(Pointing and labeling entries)
==============================

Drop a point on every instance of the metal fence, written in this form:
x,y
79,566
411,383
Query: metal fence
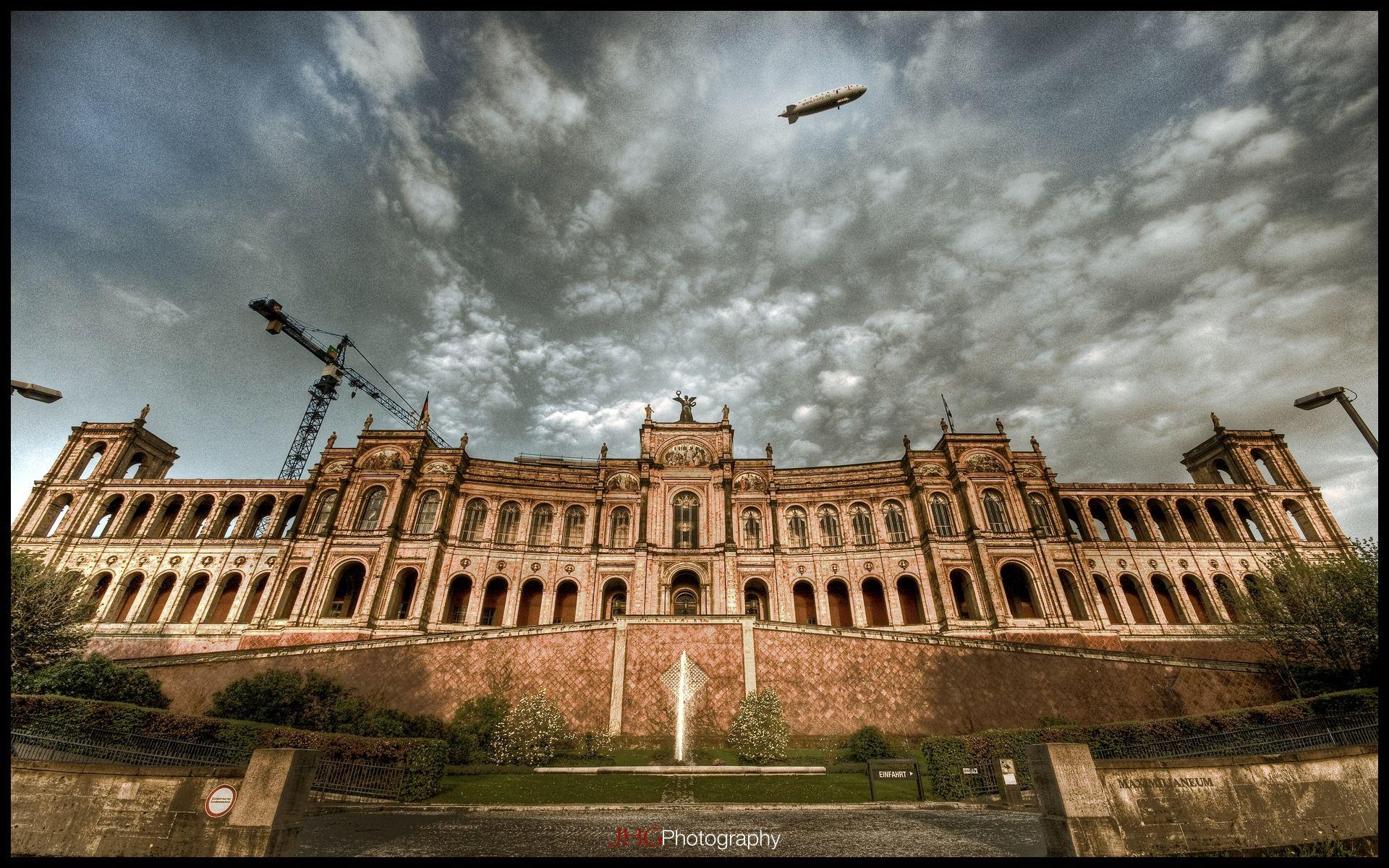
x,y
334,780
1277,738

==============================

- _WHAT TO DO_
Write out all of the lines above again, swapping "metal fence" for "iron railing" wherever it occurs and changing nothing else. Leave the pictures out of your answer.

- _RESULT OF THIS TASK_
Drop a point on every instance of the iron railing, written in this form:
x,y
79,566
411,383
Query: iron railing
x,y
334,780
1277,738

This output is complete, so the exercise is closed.